- _ASSIGNMENT_:
Select all lines holding the word "trophy" from the entries that follow.
▼
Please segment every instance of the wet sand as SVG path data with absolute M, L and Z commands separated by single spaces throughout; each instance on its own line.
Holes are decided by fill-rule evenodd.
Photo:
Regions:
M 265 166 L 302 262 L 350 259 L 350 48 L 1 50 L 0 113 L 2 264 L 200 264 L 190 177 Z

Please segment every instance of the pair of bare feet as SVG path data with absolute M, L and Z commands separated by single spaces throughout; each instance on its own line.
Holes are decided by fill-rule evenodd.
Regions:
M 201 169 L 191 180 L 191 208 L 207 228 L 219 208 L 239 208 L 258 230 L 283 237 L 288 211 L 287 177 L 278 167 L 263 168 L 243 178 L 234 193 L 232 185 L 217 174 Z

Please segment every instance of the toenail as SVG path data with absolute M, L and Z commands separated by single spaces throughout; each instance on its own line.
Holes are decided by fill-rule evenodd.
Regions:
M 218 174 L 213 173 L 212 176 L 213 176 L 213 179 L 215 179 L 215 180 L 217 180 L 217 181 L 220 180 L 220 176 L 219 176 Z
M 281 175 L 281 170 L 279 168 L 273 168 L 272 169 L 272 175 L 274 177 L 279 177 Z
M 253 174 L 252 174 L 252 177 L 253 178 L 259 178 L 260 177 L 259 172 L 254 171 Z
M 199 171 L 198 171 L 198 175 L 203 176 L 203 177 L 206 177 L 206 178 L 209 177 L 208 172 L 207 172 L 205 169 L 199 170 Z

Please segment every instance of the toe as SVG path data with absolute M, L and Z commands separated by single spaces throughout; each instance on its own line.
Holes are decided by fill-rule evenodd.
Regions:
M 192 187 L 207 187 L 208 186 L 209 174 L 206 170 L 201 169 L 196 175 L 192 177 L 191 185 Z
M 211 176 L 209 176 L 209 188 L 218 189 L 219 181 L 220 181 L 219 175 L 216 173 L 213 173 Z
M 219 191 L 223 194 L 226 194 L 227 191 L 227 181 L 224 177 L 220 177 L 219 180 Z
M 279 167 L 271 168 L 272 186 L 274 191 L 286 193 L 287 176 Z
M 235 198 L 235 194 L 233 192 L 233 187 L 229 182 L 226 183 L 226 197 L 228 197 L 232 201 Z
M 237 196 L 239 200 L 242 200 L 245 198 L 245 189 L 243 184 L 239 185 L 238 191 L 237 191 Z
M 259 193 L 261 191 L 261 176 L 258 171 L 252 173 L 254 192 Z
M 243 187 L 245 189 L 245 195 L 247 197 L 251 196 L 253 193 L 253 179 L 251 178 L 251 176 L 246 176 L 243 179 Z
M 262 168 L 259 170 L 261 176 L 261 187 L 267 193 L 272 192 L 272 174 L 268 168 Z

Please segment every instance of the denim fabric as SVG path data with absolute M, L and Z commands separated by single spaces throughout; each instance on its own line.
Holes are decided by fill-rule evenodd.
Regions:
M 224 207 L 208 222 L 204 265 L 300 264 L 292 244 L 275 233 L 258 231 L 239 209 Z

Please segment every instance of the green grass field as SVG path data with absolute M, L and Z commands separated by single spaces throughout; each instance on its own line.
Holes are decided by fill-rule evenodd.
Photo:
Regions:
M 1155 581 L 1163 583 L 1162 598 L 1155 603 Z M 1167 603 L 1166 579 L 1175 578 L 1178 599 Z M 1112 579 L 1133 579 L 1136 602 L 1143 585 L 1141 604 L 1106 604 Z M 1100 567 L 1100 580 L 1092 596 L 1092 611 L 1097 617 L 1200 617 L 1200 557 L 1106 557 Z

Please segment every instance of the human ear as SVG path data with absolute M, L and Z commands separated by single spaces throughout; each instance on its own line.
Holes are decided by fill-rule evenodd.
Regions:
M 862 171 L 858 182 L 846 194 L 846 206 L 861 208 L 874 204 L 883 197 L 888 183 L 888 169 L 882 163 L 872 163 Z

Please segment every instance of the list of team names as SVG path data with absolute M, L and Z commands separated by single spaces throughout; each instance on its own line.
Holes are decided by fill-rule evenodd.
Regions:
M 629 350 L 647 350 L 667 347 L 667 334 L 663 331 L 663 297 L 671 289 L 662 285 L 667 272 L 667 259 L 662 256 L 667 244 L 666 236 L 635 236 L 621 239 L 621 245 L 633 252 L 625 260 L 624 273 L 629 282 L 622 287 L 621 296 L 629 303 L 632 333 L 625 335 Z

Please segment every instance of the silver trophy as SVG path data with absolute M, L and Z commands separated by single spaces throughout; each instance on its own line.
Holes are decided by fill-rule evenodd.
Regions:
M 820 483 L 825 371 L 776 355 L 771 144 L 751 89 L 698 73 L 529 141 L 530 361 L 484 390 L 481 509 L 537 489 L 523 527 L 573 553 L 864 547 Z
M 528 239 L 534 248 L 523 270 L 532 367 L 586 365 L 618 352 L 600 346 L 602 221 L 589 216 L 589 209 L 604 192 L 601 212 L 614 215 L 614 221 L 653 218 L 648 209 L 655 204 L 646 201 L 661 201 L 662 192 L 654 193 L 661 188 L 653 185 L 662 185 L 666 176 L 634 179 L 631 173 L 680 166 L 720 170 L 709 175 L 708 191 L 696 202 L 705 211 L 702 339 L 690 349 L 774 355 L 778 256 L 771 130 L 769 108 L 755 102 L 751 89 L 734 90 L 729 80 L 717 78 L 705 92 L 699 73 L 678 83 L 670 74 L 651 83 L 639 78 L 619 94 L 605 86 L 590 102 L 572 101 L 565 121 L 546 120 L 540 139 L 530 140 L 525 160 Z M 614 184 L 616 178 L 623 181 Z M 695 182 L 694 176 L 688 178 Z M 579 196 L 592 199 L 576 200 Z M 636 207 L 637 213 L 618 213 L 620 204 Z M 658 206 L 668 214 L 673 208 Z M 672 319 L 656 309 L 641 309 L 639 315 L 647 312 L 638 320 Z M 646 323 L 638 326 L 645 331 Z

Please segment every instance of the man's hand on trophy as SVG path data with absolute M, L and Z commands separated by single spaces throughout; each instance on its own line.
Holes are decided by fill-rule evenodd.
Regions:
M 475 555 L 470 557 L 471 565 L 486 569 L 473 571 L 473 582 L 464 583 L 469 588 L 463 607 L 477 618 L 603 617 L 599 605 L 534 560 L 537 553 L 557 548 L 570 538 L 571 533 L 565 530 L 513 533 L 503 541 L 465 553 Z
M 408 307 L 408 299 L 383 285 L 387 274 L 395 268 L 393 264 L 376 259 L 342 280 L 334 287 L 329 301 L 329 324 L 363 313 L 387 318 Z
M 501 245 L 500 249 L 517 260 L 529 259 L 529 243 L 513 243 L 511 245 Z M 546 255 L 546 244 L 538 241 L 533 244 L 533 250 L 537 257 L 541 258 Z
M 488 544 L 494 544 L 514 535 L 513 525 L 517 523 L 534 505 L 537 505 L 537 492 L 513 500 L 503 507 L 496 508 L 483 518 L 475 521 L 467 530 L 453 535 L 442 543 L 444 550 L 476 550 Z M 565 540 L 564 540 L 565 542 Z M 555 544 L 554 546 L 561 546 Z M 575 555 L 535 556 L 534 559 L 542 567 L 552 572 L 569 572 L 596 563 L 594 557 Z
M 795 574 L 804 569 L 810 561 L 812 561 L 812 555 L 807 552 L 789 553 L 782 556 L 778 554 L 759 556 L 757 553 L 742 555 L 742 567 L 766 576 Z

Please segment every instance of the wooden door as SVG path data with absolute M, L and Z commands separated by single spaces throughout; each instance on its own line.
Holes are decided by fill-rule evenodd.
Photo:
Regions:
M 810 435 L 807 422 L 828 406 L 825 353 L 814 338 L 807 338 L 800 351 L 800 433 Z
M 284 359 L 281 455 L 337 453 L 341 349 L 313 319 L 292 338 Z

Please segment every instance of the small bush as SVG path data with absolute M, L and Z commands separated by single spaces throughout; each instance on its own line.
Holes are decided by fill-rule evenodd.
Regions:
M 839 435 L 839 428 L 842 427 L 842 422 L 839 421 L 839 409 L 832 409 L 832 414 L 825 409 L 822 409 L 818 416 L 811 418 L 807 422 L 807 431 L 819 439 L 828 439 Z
▲
- _YOUR SOLUTION_:
Please segment every instance of the silver trophy as SVG path data with absolute M, L and Z commands separated by single spaces throughout; each instance on its own line.
Please segment every instance of the man's hand on trophy as SVG path data with absolute M, L and Z commands separated by single spaces throughout; each instance on its own line.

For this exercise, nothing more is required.